:: AVAILABLE DATA ::

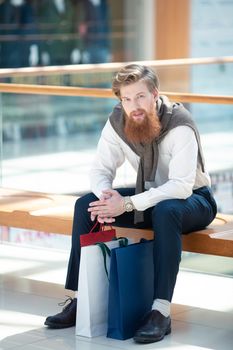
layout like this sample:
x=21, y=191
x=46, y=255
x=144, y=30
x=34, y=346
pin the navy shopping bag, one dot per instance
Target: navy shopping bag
x=131, y=288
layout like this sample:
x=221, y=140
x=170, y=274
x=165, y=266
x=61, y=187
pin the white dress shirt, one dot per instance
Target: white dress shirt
x=178, y=171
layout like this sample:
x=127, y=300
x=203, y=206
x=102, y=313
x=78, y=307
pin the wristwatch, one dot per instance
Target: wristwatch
x=128, y=204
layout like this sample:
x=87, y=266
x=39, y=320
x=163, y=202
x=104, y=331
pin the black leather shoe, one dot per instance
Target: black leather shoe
x=66, y=318
x=154, y=327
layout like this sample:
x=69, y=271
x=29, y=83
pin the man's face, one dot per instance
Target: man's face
x=137, y=101
x=141, y=122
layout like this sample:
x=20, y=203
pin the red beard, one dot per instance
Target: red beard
x=144, y=131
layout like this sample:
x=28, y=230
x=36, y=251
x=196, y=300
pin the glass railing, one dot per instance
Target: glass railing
x=49, y=133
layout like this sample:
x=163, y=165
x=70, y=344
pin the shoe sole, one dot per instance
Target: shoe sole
x=147, y=340
x=58, y=326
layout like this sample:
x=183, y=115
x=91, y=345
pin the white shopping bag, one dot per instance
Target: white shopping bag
x=93, y=284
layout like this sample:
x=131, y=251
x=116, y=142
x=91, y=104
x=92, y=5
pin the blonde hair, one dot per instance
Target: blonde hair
x=131, y=74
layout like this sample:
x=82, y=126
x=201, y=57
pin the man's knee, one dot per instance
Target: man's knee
x=166, y=211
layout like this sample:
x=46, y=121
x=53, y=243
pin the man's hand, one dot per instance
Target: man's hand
x=110, y=204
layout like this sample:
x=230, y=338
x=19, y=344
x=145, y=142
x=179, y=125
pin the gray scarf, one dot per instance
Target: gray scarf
x=170, y=115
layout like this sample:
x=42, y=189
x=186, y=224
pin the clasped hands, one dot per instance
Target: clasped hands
x=109, y=205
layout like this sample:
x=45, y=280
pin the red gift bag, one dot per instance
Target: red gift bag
x=102, y=235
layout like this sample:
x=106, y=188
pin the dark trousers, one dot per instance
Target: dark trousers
x=169, y=219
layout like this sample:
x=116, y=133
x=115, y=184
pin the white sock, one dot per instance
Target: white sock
x=163, y=306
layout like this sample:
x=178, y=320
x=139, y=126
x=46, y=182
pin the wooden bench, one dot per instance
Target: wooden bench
x=54, y=213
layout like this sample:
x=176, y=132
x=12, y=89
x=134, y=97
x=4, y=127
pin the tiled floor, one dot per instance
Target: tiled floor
x=31, y=285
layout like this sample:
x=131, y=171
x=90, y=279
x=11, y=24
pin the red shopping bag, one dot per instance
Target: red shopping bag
x=103, y=235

:::

> WHAT IS EXPECTED
Repeat exactly the lines above from the one with "pin the clasped hands, one dot per instance" up to and including the one with "x=46, y=182". No other line belongs in the reply.

> RESULT FOR THIS EXERCISE
pin the clasped hands, one dot per instance
Target: clasped hands
x=109, y=205
layout like this sample:
x=45, y=280
pin the red gift bag, one dot per instance
Target: red gift bag
x=102, y=235
layout like this sample:
x=106, y=188
pin the dark trousers, one dot per instance
Target: dark trousers
x=169, y=219
layout like this sample:
x=116, y=133
x=115, y=184
pin the white sock, one dot per instance
Target: white sock
x=163, y=306
layout like this sample:
x=178, y=320
x=139, y=126
x=46, y=182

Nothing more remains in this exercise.